• [Задание 1] Приведите заново весь отрывок об одиночестве, ничего в нем не меняя.

• [Отрывок]
Друзья, семья, дети, забота о ком-то, милосердие не всегда спасают от этого чувства. Даже порой одиночество, испытанное в материнстве мучительнее (по крайней мере, для меня), потому что, во-первых, его нельзя оправдать своим положением, а во-вторых — больше груз ответственности и меньше возможности принять и пережить это состояние наедине с собой.
Недавно я читала один очерк об иконе Входа Господня в Иерусалим. И посреди прочитанного меня удивила мысль, высказанная вскользь автором. В воскресение Своего торжественного въезда в Иерусалим Христос был одинок. Христос — одинок!
Я стала думать об одиночестве Богочеловека. Я стала читать и перечитывать Евангелие и поняла, что ведь, правда, одиночество, как и моменты уединения, сопутствовали жизни Христа. Он, Бог и человек, родился в заброшенной пещере, и потом долго жил среди людей, но неузнанный людьми как Сын Божий. К тридцати годам Он ушел в пустынь, где сорок дней провел в наедине с Собой, пока Его там не стал искушать диавол. Во время Своего служения людям Христос довольно часто Сам искал места для уединения, а к началу Своего Крестного пути, все чаще испытывал настоящее чувство одиночества. Одиночества от непонимания людей, от бремени, ложившегося на Его плечи от греха людского, одиночество от знания предательства учеников и предстоящих Ему Страданиях. А в момент смерти Он испытал даже одиночество от Богооставленности.

• [Задание 2] Перепишите без изменений строки из списка, начиная со строки, где есть «the man in blue», и заканчивая строкой, где есть «x=112, y=53». Обе эти строки включите.

• [Фрагмент данных]
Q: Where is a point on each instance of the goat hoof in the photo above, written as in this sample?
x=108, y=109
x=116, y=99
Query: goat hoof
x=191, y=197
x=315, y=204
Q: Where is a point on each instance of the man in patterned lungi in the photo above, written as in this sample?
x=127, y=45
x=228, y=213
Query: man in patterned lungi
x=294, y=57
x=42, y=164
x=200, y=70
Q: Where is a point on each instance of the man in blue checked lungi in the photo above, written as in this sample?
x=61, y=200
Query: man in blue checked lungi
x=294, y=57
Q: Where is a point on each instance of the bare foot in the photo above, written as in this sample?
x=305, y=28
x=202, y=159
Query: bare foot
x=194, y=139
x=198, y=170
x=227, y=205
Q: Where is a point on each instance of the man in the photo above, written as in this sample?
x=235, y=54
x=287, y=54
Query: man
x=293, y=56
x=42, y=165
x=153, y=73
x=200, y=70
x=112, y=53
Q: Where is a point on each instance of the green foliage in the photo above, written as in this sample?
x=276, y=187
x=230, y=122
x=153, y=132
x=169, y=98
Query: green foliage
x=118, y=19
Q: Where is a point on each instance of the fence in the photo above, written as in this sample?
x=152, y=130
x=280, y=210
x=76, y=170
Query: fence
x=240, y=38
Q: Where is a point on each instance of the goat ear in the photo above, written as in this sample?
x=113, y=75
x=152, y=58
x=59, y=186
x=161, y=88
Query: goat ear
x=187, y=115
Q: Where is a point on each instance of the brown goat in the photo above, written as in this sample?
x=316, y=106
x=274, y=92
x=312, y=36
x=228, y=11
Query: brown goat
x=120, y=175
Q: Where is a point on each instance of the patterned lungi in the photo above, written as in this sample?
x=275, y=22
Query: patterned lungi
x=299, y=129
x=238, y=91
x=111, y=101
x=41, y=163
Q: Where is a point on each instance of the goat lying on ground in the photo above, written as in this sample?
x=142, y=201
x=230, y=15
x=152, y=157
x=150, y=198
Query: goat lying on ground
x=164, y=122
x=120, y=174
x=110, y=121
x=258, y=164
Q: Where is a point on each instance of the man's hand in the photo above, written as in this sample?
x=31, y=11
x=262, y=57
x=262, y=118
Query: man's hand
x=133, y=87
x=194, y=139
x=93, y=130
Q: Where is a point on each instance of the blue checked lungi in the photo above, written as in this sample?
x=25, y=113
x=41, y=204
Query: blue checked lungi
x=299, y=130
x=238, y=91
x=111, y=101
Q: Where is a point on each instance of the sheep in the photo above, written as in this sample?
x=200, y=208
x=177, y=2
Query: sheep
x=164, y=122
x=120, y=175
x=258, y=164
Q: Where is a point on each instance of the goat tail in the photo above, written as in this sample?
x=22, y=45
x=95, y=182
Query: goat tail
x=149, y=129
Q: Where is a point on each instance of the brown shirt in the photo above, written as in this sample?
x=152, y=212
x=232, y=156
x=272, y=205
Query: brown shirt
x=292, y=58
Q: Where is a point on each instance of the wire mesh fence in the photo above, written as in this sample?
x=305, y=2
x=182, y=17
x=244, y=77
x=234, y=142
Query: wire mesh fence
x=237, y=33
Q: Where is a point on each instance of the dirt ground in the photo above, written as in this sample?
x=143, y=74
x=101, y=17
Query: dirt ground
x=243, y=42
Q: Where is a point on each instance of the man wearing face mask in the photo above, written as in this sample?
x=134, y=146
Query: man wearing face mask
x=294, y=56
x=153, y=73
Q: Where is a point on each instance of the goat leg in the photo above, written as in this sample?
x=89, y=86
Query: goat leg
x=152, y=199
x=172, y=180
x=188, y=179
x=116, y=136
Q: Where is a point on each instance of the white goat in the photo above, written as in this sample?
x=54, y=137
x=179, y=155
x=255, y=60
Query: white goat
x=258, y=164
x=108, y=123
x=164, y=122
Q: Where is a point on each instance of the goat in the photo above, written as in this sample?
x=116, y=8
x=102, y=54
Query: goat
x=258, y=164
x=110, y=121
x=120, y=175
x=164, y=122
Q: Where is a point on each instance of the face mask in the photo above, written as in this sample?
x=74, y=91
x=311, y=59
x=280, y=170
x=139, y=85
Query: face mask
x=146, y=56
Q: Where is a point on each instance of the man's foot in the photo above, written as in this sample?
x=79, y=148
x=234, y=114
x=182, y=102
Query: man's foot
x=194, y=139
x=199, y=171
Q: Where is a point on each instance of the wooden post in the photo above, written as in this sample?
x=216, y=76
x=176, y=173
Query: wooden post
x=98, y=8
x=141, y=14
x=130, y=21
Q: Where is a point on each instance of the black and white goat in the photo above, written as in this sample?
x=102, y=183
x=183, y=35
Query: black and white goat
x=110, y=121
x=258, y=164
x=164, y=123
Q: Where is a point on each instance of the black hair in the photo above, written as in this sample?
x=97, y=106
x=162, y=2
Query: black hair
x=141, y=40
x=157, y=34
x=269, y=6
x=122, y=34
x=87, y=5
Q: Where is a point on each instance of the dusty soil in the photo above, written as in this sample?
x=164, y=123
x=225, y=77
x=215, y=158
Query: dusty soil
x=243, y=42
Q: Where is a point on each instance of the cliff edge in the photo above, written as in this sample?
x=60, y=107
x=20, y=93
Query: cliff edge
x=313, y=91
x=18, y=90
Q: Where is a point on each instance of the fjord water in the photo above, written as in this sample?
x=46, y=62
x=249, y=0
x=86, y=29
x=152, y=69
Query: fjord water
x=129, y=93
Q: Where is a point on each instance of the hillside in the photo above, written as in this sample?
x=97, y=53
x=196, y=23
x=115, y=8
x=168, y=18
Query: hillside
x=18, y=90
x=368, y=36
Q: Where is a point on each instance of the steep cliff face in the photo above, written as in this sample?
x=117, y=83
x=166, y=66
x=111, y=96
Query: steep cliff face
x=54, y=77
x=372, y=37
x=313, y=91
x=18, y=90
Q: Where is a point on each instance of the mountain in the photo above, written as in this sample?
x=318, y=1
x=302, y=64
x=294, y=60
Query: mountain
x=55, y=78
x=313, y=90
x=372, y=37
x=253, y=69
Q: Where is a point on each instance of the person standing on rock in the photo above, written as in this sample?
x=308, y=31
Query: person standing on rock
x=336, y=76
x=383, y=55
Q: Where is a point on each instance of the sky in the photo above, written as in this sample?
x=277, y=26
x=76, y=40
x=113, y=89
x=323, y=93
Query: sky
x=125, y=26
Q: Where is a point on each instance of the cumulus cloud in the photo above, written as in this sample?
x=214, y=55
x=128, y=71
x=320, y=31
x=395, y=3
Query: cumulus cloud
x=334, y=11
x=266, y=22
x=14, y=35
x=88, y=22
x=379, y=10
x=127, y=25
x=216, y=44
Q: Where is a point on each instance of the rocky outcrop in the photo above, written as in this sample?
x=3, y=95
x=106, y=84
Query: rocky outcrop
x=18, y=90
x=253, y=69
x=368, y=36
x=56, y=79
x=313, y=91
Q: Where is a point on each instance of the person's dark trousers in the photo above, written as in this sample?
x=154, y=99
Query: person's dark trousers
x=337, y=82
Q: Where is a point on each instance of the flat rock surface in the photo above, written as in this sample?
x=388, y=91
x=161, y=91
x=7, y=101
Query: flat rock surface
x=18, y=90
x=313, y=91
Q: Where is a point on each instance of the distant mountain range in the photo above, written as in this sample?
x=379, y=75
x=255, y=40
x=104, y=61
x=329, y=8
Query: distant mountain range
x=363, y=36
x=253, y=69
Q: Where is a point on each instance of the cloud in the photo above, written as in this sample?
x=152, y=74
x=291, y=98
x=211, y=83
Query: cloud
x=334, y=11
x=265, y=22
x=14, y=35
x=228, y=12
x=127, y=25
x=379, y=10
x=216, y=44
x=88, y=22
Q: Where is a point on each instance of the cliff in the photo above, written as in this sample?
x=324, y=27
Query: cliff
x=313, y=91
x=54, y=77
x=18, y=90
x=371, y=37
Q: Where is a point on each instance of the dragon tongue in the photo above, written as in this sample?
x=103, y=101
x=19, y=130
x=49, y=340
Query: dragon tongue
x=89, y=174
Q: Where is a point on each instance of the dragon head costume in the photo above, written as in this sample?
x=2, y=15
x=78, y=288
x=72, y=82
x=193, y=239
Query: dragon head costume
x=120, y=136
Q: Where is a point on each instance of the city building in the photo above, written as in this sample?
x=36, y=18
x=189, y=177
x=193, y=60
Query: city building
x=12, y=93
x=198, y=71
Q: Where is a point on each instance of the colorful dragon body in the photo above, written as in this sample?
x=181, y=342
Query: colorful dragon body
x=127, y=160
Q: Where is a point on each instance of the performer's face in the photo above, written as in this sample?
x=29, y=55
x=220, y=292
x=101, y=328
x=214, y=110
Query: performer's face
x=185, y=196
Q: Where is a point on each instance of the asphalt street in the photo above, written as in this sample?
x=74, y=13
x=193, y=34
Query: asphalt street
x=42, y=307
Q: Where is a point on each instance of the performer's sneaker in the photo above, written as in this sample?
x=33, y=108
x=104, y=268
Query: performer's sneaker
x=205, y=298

• [Образец ответа 1]
Друзья, семья, дети, забота о ком-то, милосердие не всегда спасают от этого чувства. Даже порой одиночество, испытанное в материнстве мучительнее (по крайней мере, для меня), потому что, во-первых, его нельзя оправдать своим положением, а во-вторых — больше груз ответственности и меньше возможности принять и пережить это состояние наедине с собой.
Недавно я читала один очерк об иконе Входа Господня в Иерусалим. И посреди прочитанного меня удивила мысль, высказанная вскользь автором. В воскресение Своего торжественного въезда в Иерусалим Христос был одинок. Христос — одинок!
Я стала думать об одиночестве Богочеловека. Я стала читать и перечитывать Евангелие и поняла, что ведь, правда, одиночество, как и моменты уединения, сопутствовали жизни Христа. Он, Бог и человек, родился в заброшенной пещере, и потом долго жил среди людей, но неузнанный людьми как Сын Божий. К тридцати годам Он ушел в пустынь, где сорок дней провел в наедине с Собой, пока Его там не стал искушать диавол. Во время Своего служения людям Христос довольно часто Сам искал места для уединения, а к началу Своего Крестного пути, все чаще испытывал настоящее чувство одиночества. Одиночества от непонимания людей, от бремени, ложившегося на Его плечи от греха людского, одиночество от знания предательства учеников и предстоящих Ему Страданиях. А в момент смерти Он испытал даже одиночество от Богооставленности.

• [Образец ответа 2]
Q: Where is a point on each instance of the man in blue checked lungi in the photo above, written as in this sample?
x=61, y=200
Query: man in blue checked lungi
x=294, y=57
Q: Where is a point on each instance of the bare foot in the photo above, written as in this sample?
x=305, y=28
x=202, y=159
Query: bare foot
x=194, y=139
x=198, y=170
x=227, y=205
Q: Where is a point on each instance of the man in the photo above, written as in this sample?
x=235, y=54
x=287, y=54
Query: man
x=293, y=56
x=42, y=165
x=153, y=73
x=200, y=70
x=112, y=53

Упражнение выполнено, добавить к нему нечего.